__WHAT TO DO__:
Starting with the line containing "point: tree -- one" and continuing through the end of the records, convert each record into one row of a two-column CSV with the columns "input" and "output". Place the record's text under "input" and its answer under "output", enclose each field in quotation marks, and replace every line break with a space.

__DATA FOR THIS EXERCISE__:
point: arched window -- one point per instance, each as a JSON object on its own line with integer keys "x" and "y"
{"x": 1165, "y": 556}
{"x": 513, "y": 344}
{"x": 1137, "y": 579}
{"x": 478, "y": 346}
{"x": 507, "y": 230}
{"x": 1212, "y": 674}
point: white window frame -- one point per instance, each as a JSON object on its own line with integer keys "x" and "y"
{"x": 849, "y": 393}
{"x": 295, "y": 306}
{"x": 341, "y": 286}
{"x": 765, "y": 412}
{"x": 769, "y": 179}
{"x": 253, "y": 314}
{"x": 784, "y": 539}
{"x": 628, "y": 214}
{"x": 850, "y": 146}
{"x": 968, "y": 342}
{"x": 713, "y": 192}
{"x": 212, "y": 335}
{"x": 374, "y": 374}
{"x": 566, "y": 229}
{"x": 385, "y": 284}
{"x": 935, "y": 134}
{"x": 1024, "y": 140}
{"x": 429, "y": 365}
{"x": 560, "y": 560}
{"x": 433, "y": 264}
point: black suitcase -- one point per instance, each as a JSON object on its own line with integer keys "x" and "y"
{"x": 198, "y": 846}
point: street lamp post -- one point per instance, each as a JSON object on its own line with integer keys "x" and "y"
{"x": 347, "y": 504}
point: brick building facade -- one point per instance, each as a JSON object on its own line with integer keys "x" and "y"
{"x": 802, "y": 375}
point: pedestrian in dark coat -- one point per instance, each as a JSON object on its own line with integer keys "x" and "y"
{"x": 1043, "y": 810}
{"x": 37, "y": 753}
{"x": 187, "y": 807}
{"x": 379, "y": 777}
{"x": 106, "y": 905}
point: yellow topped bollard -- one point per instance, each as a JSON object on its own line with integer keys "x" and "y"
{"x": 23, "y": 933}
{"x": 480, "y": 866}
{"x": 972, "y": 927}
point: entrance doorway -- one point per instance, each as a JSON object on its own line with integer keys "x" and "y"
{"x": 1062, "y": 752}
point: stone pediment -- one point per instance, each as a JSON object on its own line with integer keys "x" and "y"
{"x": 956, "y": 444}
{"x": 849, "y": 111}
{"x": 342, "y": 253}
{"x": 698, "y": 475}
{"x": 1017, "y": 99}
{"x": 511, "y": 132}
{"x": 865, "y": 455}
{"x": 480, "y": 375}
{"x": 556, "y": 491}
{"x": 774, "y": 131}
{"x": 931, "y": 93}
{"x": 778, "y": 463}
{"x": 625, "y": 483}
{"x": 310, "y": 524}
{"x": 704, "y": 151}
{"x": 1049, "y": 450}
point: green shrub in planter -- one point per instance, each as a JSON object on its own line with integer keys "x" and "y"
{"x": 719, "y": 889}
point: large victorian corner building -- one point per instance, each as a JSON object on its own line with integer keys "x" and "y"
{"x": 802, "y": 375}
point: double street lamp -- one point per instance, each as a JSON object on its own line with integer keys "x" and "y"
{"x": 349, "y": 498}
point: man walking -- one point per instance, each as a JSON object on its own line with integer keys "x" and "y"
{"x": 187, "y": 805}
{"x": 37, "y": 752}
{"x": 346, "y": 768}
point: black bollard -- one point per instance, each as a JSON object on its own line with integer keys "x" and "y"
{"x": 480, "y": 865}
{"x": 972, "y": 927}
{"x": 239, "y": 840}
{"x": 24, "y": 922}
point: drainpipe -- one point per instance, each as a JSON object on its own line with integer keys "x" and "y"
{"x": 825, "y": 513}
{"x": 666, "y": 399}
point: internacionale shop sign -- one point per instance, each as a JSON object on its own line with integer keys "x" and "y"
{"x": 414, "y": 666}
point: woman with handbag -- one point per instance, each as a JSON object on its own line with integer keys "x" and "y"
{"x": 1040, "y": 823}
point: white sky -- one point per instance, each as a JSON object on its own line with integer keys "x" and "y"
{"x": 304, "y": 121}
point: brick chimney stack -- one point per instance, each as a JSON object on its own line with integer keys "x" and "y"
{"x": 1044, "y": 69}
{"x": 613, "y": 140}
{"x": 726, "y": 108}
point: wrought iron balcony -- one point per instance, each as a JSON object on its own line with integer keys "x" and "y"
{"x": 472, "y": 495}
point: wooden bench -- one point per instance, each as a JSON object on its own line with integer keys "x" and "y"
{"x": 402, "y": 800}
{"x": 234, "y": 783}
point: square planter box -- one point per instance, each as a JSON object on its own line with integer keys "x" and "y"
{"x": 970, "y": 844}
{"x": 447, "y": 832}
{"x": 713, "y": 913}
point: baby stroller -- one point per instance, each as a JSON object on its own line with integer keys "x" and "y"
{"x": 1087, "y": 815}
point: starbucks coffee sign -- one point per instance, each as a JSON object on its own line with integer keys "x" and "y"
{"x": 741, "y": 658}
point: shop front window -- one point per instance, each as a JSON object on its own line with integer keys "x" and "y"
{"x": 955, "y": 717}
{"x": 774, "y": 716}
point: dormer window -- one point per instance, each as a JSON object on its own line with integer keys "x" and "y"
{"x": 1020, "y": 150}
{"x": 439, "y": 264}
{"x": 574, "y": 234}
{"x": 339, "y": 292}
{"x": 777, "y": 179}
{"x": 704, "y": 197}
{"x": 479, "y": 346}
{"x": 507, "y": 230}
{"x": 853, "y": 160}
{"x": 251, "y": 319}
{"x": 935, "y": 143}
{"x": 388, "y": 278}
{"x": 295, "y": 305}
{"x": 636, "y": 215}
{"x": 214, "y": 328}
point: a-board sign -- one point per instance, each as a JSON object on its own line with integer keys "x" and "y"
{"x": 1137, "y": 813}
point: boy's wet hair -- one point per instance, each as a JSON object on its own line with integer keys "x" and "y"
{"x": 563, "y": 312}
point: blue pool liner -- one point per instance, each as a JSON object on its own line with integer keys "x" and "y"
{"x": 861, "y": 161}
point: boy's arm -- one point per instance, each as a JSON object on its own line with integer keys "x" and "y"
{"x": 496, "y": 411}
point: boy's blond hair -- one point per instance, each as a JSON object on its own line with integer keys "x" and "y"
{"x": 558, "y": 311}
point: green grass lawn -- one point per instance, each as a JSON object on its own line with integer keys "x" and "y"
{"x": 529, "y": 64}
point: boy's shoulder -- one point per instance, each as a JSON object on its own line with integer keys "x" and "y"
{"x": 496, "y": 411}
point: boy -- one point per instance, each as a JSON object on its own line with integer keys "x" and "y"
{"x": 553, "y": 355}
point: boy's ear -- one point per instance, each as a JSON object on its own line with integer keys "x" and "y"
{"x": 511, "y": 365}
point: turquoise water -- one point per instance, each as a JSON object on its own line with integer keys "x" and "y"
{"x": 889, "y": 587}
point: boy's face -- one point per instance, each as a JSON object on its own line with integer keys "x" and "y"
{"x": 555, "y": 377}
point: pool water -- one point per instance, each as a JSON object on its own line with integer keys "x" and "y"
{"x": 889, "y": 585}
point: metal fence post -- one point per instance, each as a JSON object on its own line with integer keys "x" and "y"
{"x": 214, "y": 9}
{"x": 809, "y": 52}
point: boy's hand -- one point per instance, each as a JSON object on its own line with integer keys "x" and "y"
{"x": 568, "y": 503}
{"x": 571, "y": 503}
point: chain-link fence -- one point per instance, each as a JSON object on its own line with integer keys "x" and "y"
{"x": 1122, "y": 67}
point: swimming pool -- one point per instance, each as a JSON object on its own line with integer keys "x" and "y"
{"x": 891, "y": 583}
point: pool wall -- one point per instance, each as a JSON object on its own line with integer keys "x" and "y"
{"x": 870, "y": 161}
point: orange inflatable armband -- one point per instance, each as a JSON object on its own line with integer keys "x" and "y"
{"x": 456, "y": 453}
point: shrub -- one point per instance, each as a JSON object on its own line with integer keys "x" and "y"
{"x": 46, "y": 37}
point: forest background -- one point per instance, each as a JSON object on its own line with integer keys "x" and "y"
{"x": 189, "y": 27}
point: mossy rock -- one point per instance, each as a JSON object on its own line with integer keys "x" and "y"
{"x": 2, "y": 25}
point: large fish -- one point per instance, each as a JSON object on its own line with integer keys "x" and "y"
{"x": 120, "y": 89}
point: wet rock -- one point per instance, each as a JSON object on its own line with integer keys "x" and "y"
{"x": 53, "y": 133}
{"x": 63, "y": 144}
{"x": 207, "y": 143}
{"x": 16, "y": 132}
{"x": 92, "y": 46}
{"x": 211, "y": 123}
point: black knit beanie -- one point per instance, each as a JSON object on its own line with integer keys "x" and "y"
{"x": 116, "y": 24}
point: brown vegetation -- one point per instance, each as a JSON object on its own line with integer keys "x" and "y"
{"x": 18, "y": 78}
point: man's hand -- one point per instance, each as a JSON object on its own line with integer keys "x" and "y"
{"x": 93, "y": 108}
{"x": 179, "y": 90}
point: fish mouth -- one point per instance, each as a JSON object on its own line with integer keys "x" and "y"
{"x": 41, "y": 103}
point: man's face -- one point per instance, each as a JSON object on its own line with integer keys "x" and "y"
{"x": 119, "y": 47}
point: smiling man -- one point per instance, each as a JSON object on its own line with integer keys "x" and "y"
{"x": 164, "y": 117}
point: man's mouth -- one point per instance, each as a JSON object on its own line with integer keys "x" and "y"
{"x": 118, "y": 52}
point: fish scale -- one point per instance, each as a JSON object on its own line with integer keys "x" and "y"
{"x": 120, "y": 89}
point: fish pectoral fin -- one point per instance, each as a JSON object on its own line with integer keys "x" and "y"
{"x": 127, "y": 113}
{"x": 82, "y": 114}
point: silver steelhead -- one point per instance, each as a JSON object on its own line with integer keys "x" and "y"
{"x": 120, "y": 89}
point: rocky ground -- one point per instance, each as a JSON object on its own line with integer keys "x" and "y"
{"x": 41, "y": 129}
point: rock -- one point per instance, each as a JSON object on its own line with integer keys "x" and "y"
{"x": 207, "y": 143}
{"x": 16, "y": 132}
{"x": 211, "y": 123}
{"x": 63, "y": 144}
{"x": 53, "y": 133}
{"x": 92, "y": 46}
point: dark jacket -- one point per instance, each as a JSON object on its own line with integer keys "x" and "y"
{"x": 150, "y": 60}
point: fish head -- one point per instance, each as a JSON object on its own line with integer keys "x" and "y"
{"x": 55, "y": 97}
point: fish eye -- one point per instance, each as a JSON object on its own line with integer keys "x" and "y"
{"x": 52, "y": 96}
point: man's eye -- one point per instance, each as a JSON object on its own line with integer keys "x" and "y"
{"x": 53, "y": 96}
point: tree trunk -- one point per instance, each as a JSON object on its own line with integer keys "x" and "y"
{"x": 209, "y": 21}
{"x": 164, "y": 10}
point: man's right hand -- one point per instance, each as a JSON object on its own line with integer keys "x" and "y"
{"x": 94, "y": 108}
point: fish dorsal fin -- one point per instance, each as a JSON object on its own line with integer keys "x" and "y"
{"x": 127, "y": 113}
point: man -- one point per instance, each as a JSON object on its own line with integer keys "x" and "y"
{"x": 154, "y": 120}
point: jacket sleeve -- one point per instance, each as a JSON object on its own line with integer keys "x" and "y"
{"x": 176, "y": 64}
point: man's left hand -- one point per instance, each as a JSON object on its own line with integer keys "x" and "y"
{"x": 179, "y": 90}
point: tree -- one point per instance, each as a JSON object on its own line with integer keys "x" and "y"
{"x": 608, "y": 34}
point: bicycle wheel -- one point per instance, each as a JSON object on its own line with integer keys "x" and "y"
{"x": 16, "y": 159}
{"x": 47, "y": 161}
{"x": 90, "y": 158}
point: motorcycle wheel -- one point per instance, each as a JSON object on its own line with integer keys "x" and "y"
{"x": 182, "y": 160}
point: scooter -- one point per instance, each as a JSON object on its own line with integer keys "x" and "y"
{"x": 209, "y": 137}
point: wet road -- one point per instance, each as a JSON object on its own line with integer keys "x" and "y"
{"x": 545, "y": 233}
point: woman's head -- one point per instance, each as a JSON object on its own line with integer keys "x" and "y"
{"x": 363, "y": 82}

__EXERCISE OUTPUT__:
input,output
"point: tree -- one point per instance, each as a JSON object on its own line with integer keys ""x"" and ""y""","{""x"": 608, ""y"": 34}"
"point: bicycle wheel -- one point per instance, each as a JSON object on its own line with integer keys ""x"" and ""y""","{""x"": 16, ""y"": 159} {""x"": 47, ""y"": 161} {""x"": 90, ""y"": 158}"
"point: motorcycle wheel -- one point per instance, each as a JSON object on its own line with integer keys ""x"" and ""y""","{""x"": 182, ""y"": 160}"
"point: scooter -- one point per instance, each as a JSON object on its own line with integer keys ""x"" and ""y""","{""x"": 209, ""y"": 137}"
"point: wet road -- one point per instance, each as a JSON object on its own line with integer keys ""x"" and ""y""","{""x"": 545, ""y"": 233}"
"point: woman's head -- one point per instance, each as a JSON object on its own line with integer keys ""x"" and ""y""","{""x"": 363, ""y"": 82}"